• [Stated problem] Continue the text on Rademacher sensing matrices, beginning immediately after its final sentence.

• [Provided text]
Rademacher sensing matrices

In this section we collect several results related to Rademacher sensing matrices.

Definition

A Rademacher sensing matrix \(\Phi \in \RR^{M \times N}\) with \(M < N\) is constructed by drawing each entry \(\phi_{ij}\) independently from a Radamacher random distribution given by

(1)\[\PP_X(x) = \frac{1}{2}\delta\left(x-\frac{1}{\sqrt{M}}\right) + \frac{1}{2}\delta\left(x+\frac{1}{\sqrt{M}}\right).\]

Thus \(\phi_{ij}\) takes a value \(\pm \frac{1}{\sqrt{M}}\) with equal probability.

• [Extracted data]

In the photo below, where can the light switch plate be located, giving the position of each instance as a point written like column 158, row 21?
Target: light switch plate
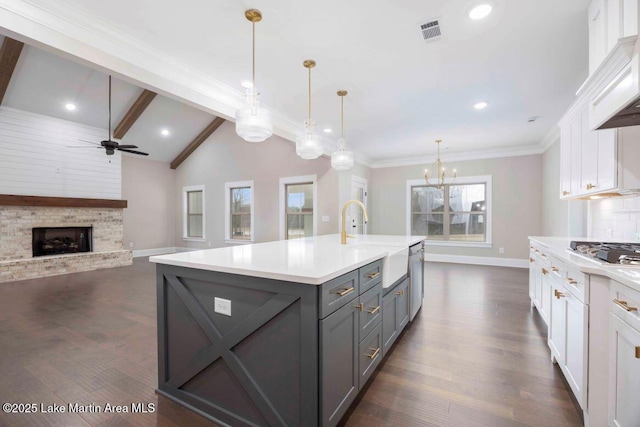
column 222, row 306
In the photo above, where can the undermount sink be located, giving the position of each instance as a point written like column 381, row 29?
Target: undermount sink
column 394, row 264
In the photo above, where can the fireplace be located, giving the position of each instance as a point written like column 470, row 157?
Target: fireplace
column 61, row 240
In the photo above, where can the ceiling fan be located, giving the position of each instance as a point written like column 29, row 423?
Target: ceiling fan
column 109, row 145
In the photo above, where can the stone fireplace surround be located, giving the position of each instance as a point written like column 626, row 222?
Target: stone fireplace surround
column 17, row 222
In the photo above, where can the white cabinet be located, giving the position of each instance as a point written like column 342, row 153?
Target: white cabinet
column 624, row 374
column 568, row 338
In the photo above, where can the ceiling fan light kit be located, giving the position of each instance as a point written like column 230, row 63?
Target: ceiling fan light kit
column 308, row 143
column 253, row 122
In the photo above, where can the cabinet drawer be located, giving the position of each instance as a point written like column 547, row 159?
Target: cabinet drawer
column 370, row 354
column 370, row 309
column 337, row 292
column 370, row 275
column 625, row 303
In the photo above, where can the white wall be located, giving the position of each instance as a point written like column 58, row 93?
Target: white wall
column 149, row 188
column 35, row 160
column 516, row 193
column 224, row 157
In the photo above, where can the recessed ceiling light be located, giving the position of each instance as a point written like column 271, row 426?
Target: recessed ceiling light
column 480, row 11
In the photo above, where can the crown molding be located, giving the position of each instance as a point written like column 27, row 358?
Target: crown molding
column 65, row 30
column 462, row 156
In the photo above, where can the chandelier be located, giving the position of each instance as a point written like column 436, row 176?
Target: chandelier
column 253, row 123
column 438, row 175
column 308, row 143
column 342, row 159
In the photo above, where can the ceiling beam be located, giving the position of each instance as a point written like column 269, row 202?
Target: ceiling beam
column 206, row 133
column 134, row 113
column 9, row 54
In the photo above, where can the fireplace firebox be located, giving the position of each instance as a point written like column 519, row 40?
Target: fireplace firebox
column 61, row 240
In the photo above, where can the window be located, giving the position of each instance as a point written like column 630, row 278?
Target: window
column 239, row 212
column 193, row 212
column 459, row 213
column 298, row 207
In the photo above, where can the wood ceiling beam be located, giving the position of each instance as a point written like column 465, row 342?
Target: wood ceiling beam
column 206, row 133
column 134, row 113
column 9, row 55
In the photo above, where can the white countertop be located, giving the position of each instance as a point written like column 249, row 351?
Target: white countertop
column 628, row 275
column 312, row 260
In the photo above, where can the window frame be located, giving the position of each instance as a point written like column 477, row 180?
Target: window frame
column 185, row 213
column 467, row 180
column 228, row 186
column 282, row 216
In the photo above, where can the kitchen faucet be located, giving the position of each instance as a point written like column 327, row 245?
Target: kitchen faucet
column 343, row 233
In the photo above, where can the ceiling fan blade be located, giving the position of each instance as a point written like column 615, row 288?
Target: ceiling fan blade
column 132, row 151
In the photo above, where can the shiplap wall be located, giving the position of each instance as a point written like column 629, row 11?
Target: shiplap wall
column 35, row 159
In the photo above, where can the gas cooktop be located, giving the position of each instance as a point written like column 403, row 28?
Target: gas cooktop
column 614, row 253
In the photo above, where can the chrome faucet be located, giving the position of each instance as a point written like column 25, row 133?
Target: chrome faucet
column 343, row 233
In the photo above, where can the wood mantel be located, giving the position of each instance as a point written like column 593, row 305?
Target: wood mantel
column 60, row 202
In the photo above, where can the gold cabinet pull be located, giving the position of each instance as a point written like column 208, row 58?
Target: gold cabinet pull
column 624, row 305
column 374, row 310
column 374, row 354
column 346, row 291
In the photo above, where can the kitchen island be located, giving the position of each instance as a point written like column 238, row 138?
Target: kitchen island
column 280, row 333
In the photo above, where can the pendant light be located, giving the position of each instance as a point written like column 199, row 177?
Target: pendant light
column 253, row 123
column 308, row 143
column 342, row 159
column 439, row 170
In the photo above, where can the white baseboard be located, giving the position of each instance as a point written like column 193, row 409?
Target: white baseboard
column 478, row 260
column 155, row 251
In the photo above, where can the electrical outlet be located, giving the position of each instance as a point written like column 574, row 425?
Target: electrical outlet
column 222, row 306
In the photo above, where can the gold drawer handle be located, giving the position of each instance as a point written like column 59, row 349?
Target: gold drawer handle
column 624, row 305
column 346, row 291
column 374, row 311
column 374, row 354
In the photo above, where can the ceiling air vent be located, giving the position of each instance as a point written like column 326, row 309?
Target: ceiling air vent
column 430, row 30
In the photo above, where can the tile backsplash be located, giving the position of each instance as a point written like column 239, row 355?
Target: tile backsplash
column 616, row 219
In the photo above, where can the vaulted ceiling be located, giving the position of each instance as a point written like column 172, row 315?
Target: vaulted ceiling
column 526, row 60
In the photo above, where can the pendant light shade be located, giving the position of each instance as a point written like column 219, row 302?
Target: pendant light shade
column 253, row 123
column 308, row 143
column 342, row 159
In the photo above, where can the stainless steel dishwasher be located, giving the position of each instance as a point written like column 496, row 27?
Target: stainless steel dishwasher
column 416, row 275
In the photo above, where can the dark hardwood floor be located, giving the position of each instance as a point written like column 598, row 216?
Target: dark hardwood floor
column 476, row 355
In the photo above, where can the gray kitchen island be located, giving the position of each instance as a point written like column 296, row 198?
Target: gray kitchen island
column 281, row 333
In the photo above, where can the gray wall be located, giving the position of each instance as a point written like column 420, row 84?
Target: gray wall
column 149, row 188
column 517, row 200
column 224, row 157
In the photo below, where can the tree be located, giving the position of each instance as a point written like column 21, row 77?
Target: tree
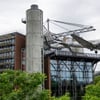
column 93, row 90
column 19, row 85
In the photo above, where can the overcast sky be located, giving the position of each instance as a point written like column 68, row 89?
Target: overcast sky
column 76, row 11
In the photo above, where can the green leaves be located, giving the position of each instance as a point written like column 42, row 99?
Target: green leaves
column 19, row 85
column 93, row 90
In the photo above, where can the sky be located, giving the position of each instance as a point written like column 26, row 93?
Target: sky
column 86, row 12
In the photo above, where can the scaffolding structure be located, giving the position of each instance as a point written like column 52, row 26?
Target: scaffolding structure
column 71, row 72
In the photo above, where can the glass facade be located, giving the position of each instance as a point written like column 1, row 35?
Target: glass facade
column 7, row 52
column 68, row 74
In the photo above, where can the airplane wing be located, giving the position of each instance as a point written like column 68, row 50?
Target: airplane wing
column 83, row 42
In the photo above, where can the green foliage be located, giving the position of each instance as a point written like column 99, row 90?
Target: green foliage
column 64, row 97
column 19, row 85
column 93, row 90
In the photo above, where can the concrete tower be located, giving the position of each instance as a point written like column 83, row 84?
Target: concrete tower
column 34, row 39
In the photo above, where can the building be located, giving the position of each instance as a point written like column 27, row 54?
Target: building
column 10, row 50
column 65, row 70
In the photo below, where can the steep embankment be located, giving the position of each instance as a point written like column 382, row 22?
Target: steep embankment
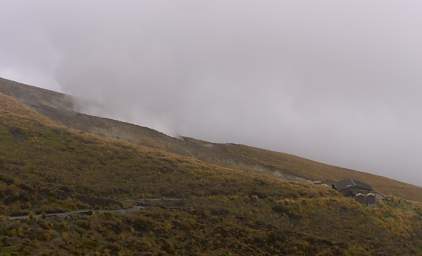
column 44, row 167
column 59, row 107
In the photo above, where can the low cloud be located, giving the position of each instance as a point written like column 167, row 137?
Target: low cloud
column 336, row 81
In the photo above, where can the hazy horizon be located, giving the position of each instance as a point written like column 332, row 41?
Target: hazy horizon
column 333, row 81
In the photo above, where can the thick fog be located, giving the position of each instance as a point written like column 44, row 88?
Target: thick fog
column 333, row 80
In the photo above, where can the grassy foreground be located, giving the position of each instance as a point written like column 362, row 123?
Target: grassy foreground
column 45, row 167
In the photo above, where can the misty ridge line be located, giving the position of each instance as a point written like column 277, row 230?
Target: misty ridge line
column 60, row 107
column 336, row 81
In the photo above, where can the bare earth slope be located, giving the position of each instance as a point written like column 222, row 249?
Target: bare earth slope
column 59, row 108
column 45, row 167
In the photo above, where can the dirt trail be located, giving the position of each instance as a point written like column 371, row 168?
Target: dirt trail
column 169, row 203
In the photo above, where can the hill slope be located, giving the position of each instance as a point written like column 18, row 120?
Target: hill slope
column 59, row 108
column 45, row 167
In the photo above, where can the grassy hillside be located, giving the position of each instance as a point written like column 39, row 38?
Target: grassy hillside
column 58, row 107
column 45, row 167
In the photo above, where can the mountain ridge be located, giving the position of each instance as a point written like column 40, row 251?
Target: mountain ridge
column 60, row 108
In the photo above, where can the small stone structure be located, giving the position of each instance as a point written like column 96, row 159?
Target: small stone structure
column 360, row 191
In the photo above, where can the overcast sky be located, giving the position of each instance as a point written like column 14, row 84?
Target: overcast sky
column 333, row 80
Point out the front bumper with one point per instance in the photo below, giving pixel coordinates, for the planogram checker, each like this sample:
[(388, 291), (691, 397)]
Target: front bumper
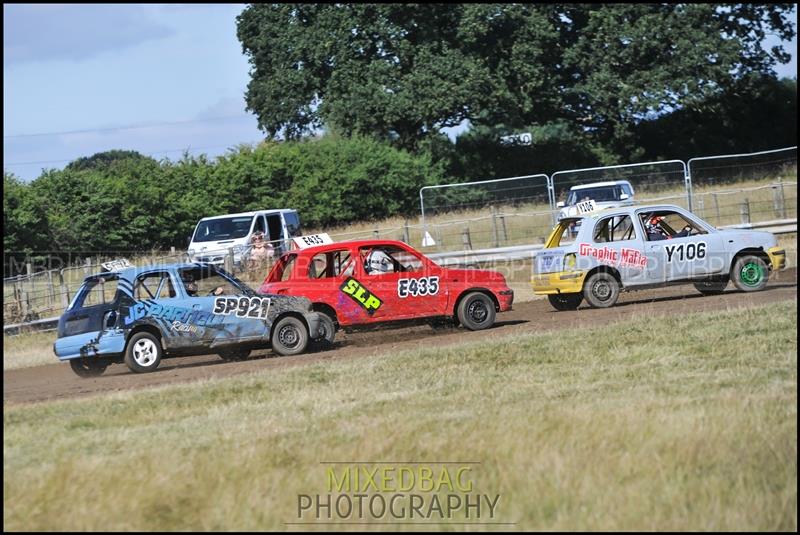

• [Answer below]
We can remove the scale factor \(\frac{1}{\sqrt{M}}\) out of the matrix \(\Phi\) writing

\[\Phi = \frac{1}{\sqrt{M}} \Chi\]

With that we can draw individual entries of \(\Chi\) from a simpler Rademacher distribution given by

(2)\[\PP_X(x) = \frac{1}{2}\delta(x-1) + \frac{1}{2}\delta(x + 1).\]

Thus entries in \(\Chi\) take values of \(\pm 1\) with equal probability.

This construction is useful since it allows us to implement the multiplication with \(\Phi\) in terms of just additions and subtractions. The scaling can be implemented towards the end in the signal processing chain.

We note that

\[\EE(\phi_{ij}) = 0.\]
\[\EE(\phi_{ij}^2) = \frac{1}{M}.\]

Actually we have a better result with

\[\phi_{ij}^2 = \frac{1}{M}.\]

We can write

\[\Phi = \begin{bmatrix} \phi_1 & \dots & \phi_N \end{bmatrix}\]

where \(\phi_j \in \RR^M\) is a Rademacher random vector with independent entries.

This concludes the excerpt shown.